Do this: Extract the data exactly, missing nothing.

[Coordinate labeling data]
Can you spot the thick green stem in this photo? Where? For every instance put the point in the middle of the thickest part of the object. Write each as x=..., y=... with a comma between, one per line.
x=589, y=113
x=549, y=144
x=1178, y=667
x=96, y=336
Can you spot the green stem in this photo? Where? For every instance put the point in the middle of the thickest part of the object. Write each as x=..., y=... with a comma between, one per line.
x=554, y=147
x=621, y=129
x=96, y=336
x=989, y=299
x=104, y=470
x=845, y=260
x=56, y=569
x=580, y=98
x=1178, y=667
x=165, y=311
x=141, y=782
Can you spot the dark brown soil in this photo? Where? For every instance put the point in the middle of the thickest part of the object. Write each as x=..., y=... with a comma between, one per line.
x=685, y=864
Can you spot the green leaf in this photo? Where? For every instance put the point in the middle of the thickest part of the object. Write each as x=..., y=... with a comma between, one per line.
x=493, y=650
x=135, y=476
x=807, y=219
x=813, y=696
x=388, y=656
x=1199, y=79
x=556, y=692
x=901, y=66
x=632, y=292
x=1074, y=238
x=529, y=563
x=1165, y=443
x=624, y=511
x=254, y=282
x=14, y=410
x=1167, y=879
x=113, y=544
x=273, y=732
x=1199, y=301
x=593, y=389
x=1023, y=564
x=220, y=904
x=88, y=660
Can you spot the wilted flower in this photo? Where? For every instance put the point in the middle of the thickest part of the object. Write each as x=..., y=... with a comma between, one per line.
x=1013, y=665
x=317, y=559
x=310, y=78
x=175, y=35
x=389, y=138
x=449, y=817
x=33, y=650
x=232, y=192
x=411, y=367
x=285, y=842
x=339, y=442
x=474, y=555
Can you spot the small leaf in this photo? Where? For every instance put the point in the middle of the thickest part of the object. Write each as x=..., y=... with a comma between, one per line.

Problem solution:
Can you spot the thick green stem in this photo? Where? For every instance put the point in the middle of the thickest part of the object. Write each as x=..., y=... with a comma between, one per line.
x=589, y=113
x=549, y=144
x=1178, y=667
x=96, y=336
Can you spot the green stem in this photo? Where? For every instance put the point in the middle of the thickest part of the object. Write each as x=..., y=... with a comma between, one per line.
x=554, y=147
x=621, y=129
x=96, y=336
x=989, y=299
x=104, y=470
x=845, y=260
x=56, y=569
x=580, y=98
x=1178, y=667
x=165, y=311
x=141, y=782
Can you spot the dark brown soil in this photo? Where? For every instance put the point in the middle of the thickest part of the object. Write each as x=..., y=... with a comma between, one per line.
x=685, y=864
Can you spot the green leaf in this photo? Where? For every instance put the point in the middle of the thickest part of the object. Write each as x=..., y=... with a comma between, one per line.
x=493, y=650
x=135, y=476
x=807, y=219
x=813, y=696
x=388, y=656
x=1199, y=79
x=556, y=692
x=901, y=66
x=632, y=292
x=1074, y=238
x=529, y=563
x=1165, y=443
x=624, y=511
x=254, y=282
x=14, y=410
x=1167, y=879
x=113, y=544
x=273, y=732
x=1199, y=301
x=593, y=389
x=1023, y=564
x=220, y=904
x=88, y=660
Can you spot the wilted flower in this photo? Where? For every instance put the point in the middle of the thickest part of the object. Write each as x=..., y=... with a comma between, one per line.
x=1013, y=665
x=317, y=559
x=310, y=78
x=175, y=35
x=389, y=138
x=449, y=817
x=33, y=650
x=232, y=192
x=411, y=367
x=285, y=842
x=339, y=442
x=474, y=555
Can you spot the small leaf in this photo? Where? For every instance put the point in the middle of the thickest part of the object. Write each as x=..., y=... with a comma between, one per line.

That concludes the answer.